▸ **Exercise details**
Return every line of the data below that contains the string "girl". Case counts.

[Stored data entries]
######
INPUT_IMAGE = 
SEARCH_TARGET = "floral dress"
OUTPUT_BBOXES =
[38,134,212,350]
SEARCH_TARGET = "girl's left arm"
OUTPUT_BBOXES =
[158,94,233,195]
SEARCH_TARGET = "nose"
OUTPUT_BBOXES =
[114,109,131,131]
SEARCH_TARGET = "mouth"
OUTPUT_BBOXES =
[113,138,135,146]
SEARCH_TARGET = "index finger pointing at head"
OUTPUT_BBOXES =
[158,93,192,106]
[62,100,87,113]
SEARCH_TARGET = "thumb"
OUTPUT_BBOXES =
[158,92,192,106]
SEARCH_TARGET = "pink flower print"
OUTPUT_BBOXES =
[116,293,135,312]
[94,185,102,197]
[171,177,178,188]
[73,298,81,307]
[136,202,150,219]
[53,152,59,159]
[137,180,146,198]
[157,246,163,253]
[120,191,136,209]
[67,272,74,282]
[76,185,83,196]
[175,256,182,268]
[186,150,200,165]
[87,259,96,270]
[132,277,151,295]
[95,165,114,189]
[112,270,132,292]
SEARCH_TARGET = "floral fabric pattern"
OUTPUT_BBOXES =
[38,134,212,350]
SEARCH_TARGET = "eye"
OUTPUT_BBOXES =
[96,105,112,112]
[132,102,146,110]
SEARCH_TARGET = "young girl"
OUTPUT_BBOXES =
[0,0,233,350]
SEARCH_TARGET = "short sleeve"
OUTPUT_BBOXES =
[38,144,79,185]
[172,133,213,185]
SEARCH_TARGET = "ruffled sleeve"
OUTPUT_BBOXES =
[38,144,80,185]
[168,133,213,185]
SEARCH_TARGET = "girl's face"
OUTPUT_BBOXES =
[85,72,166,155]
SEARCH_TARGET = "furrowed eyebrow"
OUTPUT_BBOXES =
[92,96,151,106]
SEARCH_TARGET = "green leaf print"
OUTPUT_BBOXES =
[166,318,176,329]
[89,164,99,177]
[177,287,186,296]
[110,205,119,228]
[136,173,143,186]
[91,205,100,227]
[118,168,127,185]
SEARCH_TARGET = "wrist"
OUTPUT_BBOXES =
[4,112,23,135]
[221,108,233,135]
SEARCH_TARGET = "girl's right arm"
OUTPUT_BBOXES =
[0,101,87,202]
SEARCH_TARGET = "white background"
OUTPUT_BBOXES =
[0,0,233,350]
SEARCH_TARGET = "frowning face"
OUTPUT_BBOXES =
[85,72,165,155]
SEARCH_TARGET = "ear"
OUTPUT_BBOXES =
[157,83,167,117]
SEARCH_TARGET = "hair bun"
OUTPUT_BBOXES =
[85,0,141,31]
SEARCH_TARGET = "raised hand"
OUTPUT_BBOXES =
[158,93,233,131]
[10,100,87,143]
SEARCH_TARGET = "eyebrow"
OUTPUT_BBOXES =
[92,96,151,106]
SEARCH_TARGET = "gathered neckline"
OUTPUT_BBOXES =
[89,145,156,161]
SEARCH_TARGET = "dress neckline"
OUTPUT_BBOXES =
######
▸ **The output**
SEARCH_TARGET = "girl's left arm"
SEARCH_TARGET = "young girl"
SEARCH_TARGET = "girl's face"
SEARCH_TARGET = "girl's right arm"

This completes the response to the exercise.